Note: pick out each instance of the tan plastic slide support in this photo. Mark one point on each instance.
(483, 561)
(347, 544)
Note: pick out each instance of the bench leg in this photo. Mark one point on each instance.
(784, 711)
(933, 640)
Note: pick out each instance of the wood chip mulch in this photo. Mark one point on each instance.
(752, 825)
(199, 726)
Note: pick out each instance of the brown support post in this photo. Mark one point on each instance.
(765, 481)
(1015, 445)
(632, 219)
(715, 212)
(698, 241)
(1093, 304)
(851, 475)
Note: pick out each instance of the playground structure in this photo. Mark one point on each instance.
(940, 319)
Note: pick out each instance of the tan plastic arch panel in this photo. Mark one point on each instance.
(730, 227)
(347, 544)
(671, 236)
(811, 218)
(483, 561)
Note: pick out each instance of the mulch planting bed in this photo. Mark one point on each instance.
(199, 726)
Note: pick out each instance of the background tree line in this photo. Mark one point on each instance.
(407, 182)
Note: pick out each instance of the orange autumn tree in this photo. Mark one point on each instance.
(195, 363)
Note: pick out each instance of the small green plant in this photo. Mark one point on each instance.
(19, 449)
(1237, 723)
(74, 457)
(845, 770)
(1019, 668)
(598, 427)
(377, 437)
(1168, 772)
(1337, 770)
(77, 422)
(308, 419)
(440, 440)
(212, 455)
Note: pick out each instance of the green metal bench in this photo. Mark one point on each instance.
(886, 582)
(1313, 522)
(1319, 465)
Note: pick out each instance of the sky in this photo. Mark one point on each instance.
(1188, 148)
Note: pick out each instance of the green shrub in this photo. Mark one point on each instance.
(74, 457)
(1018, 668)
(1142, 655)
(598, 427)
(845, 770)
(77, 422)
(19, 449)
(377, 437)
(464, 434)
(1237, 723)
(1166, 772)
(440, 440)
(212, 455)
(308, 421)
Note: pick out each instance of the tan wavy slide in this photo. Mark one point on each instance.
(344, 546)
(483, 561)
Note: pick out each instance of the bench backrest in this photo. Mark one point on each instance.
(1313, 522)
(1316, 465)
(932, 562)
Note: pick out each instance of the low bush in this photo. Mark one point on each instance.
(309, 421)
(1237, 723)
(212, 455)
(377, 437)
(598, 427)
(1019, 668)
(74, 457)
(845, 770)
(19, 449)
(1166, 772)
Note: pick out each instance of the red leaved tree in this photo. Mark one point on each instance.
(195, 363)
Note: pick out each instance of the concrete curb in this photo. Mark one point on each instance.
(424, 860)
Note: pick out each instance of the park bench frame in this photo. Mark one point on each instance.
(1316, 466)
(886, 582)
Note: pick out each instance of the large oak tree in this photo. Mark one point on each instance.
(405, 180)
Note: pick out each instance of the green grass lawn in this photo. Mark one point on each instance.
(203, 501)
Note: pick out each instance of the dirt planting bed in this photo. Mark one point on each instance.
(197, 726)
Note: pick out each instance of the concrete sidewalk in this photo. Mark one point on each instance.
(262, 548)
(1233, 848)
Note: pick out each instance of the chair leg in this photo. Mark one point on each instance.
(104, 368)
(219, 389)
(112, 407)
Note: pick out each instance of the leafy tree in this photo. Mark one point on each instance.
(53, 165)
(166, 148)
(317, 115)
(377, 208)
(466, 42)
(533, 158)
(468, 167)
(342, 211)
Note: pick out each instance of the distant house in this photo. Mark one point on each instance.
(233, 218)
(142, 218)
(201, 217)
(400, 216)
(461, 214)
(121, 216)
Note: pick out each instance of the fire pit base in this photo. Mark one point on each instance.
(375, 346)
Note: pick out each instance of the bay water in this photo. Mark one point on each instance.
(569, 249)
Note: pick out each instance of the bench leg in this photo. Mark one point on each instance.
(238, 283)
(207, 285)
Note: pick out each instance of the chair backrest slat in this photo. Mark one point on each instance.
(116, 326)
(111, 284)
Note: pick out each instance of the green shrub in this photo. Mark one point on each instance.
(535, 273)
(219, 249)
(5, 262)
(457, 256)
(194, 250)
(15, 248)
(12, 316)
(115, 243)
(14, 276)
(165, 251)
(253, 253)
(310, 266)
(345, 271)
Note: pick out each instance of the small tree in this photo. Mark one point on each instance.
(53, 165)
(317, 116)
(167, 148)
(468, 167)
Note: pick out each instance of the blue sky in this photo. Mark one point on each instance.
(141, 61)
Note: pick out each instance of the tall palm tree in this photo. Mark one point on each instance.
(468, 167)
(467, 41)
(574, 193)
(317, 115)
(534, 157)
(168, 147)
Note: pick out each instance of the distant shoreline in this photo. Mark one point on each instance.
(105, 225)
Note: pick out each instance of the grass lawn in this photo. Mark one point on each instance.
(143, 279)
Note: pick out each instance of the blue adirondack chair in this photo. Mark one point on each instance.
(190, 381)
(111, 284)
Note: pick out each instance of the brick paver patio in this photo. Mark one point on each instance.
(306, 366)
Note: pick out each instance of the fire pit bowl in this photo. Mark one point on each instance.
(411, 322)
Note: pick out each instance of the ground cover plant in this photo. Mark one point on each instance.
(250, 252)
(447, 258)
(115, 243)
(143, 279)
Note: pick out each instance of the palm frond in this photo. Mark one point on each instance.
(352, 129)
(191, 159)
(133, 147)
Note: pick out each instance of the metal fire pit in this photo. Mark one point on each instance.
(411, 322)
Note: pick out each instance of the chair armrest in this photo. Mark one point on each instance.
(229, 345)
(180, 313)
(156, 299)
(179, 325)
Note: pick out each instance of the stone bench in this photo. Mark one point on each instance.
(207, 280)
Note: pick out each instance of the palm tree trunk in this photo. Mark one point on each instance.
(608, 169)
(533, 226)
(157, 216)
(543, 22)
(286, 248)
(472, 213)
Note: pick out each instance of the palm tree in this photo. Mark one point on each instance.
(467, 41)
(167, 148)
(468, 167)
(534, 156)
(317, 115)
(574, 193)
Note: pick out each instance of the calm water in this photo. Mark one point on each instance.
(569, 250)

────

* THE PROBLEM
Each line above needs to be repeated exactly, with nothing omitted.

* RESPONSE
Note: pick out each instance of the tan plastic slide support in this photo. Mark one point on each instance.
(483, 561)
(347, 544)
Note: pick out each instance of the bench leg in this photo. Mark one point on each instance.
(784, 711)
(933, 640)
Note: pick out each instance of the wood chip mulch in this photo. Mark one point on each instance.
(752, 825)
(199, 726)
Note: pick out each instance of the brown support post in this photo. Mark one point on each instance.
(765, 481)
(1015, 445)
(632, 219)
(715, 212)
(698, 241)
(1093, 304)
(851, 475)
Note: pick out each instance of the playground structure in this photo. Mark one point on each instance.
(940, 319)
Note: pick out each instance of the tan plastic arch panel in this photo. Mark one point on each instance.
(730, 227)
(347, 544)
(671, 236)
(811, 218)
(483, 561)
Note: pick out each instance of the mulch planting bed in this photo. Mark one point on each instance.
(199, 726)
Note: pick out each instance of the background tree line in this photo. Mark one point on each instance.
(407, 182)
Note: pick out each instance of the orange autumn tree in this photo. Mark one point on each instance.
(195, 363)
Note: pick out each instance of the small green plant in this photo. Mark one point on each instance.
(19, 449)
(1237, 723)
(74, 457)
(845, 770)
(1019, 668)
(598, 427)
(377, 437)
(1168, 772)
(1337, 770)
(77, 422)
(308, 419)
(440, 440)
(212, 455)
Note: pick out each instance of the green metal bench in this photo. Mark one point on each instance.
(886, 582)
(1313, 522)
(1319, 465)
Note: pick out each instance of the sky in this photo. Mark one point on each instance.
(1188, 148)
Note: pick out each instance of the green shrub in this photo. Mark one point on each instance.
(74, 457)
(1018, 668)
(1142, 655)
(598, 427)
(845, 770)
(77, 422)
(19, 449)
(377, 437)
(464, 434)
(1237, 723)
(1166, 772)
(440, 440)
(212, 455)
(308, 421)
Note: pick out each instance of the tan wavy slide in this photo. Mark one point on each instance.
(344, 546)
(483, 561)
Note: pick out each instance of the bench backrest in this photo. Mark one point on each instance.
(1313, 522)
(1316, 465)
(932, 562)
Note: pick out each instance of the low bush in this photo. Mark one point on each instance.
(309, 421)
(1237, 723)
(212, 455)
(377, 437)
(598, 427)
(1019, 668)
(74, 457)
(845, 770)
(19, 449)
(1166, 772)
Note: pick out each instance of the red leaved tree in this photo. Mark one point on each instance.
(195, 363)
Note: pick out each instance of the concrete curb in this photo. Mark one point on each instance.
(424, 860)
Note: pick out each instance of the park bench frame in this photo. Mark one point on each instance.
(1316, 466)
(886, 582)
Note: pick out each instance of the large oak tree in this photo. Mark one point on each instance.
(405, 180)
Note: pick out each instance of the green grass lawn in this photo. Mark one point on each instance.
(203, 501)
Note: pick out each instance of the dirt planting bed in this photo. Mark one point on each instance.
(197, 726)
Note: pick out each instance of the concrete sidewalk in this photo. Mark one point on each instance.
(262, 548)
(1233, 848)
Note: pick out each instance of the chair leg in this photo. Mark one point on each instance.
(104, 368)
(219, 389)
(112, 407)
Note: pick out each instance of the leafy tree in this photo. Mark one point on each instance.
(53, 165)
(166, 148)
(317, 115)
(377, 208)
(466, 42)
(533, 158)
(468, 167)
(342, 211)
Note: pick out each instance of the distant house in this photo. Mark one point on each instance.
(233, 218)
(142, 218)
(201, 217)
(400, 216)
(461, 214)
(121, 216)
Note: pick out each instance of the fire pit base in this photo. Mark one point on each instance.
(375, 346)
Note: pick out each instance of the bay water in this photo. Mark one point on each instance.
(569, 249)
Note: pick out each instance of the bench leg in this photo. Mark one point on each instance.
(238, 283)
(207, 285)
Note: pick out each instance of the chair backrest slat in this photo. Mark one point on each instance.
(116, 326)
(111, 284)
Note: pick out each instance of the green shrub in this photo. Mark one point on each instance.
(535, 273)
(219, 249)
(5, 262)
(457, 256)
(194, 250)
(15, 248)
(12, 316)
(115, 243)
(14, 276)
(165, 251)
(253, 253)
(310, 266)
(345, 271)
Note: pick out each instance of the small tree in this photo. Mark one point on each instance.
(53, 165)
(317, 116)
(167, 148)
(468, 167)
Note: pick out each instance of the blue sky in this photo. Mark one point on each instance.
(141, 61)
Note: pick out each instance of the tall palm tree in this photo. Mark one point on each instance.
(468, 167)
(467, 41)
(574, 193)
(317, 115)
(534, 157)
(168, 147)
Note: pick out each instance of the distant shoreline in this photo. Mark one point on each instance.
(105, 225)
Note: pick out each instance of the grass lawn in this photo. Mark one point on each instance.
(143, 279)
Note: pick out each instance of the blue adirondack chair in this photo. Mark one point on each instance.
(190, 381)
(111, 284)
Note: pick out each instance of the brick paver patio in this photo. Mark one point on each instance.
(306, 366)
Note: pick out each instance of the fire pit bowl in this photo. Mark one point on each instance.
(411, 322)
Note: pick out each instance of the ground cover plant in this photo. Mark one point on each instance.
(250, 252)
(447, 258)
(115, 243)
(143, 279)
Note: pick out each instance of the palm frond in this photo. Mark one point on each instance.
(352, 129)
(191, 159)
(133, 147)
Note: pick out each instance of the metal fire pit in this photo. Mark one point on each instance.
(411, 322)
Note: pick out each instance of the chair armrest in this photo. Mark one point on each instance.
(229, 345)
(180, 313)
(156, 299)
(179, 325)
Note: pick out each instance of the stone bench in this photo. Mark one point on each instance.
(207, 280)
Note: pick out each instance of the palm tree trunk in this photo. Mark one point on each instance.
(608, 169)
(533, 226)
(157, 216)
(543, 22)
(286, 248)
(472, 213)
Note: pick out each instance of the palm tree in this photo. Mark one point on each instance.
(467, 41)
(167, 148)
(468, 167)
(534, 156)
(317, 115)
(574, 193)
Note: pick out each instance of the calm water in this photo. Mark one point on each instance.
(569, 250)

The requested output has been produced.